**Supplied text**
____

# state park pier/MI/jetty report



## gasmanbucs (Mar 6, 2006)

Fished the pier this morning..LOTS of bait caught big schools of mullet, 8 5ft sharks schooled up under pier hitting the cut up mullet...fished the out going tide at mi got a 13in flounder then hit the surf by north jetty tons and tons of bait in the surf got small blue went back to pier after supper got 8in white fish.
Hitting mi tomorrow in a boat


Gasman


----------



## c0ch3s3 (Jul 10, 2009)

thanks for the report! good luck tomorrow too!


----------



## gasmanbucs (Mar 6, 2006)

*mi report*

Well I got a boat went out in mi caught a blowfish and six pin fish I used everything from fresh shrimp mullet and live mud minnows I need some input on find and catching fish

Gasman


----------



## SmoothLures (Feb 13, 2008)

____

**Problem set**
A. Answer these questions about the fishing thread:
(i) How long was the flounder caught on the outgoing tide at mi?
(ii) How many pin fish were caught from the boat?
(iii) Which user thanked gasmanbucs for the report?
B. Write out, word for word, everything in the fishing thread from "Well I got a" down to "(Feb 13, 2008)".

____

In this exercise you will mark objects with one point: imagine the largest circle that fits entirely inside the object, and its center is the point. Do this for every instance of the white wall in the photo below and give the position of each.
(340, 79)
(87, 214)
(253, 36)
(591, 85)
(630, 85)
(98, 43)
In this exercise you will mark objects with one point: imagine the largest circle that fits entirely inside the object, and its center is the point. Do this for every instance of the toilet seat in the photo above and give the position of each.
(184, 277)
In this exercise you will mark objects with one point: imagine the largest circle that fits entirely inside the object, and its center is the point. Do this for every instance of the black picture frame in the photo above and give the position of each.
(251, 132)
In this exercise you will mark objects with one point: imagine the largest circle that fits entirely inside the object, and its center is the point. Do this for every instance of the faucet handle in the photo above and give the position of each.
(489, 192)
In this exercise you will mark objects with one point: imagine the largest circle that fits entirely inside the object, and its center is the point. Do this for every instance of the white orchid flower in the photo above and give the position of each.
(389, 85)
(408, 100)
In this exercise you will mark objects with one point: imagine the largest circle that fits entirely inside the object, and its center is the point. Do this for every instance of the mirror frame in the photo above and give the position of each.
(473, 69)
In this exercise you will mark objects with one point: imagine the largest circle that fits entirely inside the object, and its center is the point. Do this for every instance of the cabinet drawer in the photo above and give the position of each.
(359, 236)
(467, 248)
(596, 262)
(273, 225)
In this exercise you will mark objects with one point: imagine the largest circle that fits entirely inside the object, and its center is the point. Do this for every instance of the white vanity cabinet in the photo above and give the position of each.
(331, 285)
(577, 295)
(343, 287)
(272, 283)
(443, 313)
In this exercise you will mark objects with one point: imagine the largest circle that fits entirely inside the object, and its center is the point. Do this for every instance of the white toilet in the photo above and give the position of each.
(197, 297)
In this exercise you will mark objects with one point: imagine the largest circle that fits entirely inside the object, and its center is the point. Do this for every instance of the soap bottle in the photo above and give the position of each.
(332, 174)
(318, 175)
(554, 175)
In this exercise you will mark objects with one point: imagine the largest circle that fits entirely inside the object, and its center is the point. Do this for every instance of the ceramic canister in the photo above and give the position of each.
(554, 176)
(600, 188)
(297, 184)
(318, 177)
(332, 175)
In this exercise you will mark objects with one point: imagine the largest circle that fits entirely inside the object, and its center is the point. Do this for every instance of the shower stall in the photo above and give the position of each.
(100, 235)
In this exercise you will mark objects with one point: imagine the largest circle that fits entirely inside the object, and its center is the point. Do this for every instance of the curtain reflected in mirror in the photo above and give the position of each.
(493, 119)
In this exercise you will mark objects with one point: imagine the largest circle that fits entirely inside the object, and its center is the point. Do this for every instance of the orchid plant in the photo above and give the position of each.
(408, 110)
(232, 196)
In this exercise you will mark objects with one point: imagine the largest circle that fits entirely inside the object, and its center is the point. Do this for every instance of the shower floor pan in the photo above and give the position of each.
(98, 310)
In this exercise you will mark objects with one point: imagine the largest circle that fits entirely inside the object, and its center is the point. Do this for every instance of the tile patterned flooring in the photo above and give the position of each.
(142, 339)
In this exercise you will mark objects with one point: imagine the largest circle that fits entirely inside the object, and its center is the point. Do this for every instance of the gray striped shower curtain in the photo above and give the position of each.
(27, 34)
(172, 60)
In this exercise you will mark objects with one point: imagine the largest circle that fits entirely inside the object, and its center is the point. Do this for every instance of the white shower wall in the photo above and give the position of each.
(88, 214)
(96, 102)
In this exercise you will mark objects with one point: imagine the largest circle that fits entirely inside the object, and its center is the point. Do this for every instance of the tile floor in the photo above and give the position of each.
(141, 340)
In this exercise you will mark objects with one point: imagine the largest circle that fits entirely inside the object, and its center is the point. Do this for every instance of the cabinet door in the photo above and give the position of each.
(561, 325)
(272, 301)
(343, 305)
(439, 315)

____

**Solutions for each task**
A.
(i) 13 inches
(ii) Six
(iii) c0ch3s3

B.
Well I got a boat went out in mi caught a blowfish and six pin fish I used everything from fresh shrimp mullet and live mud minnows I need some input on find and catching fish

Gasman


----------



## SmoothLures (Feb 13, 2008)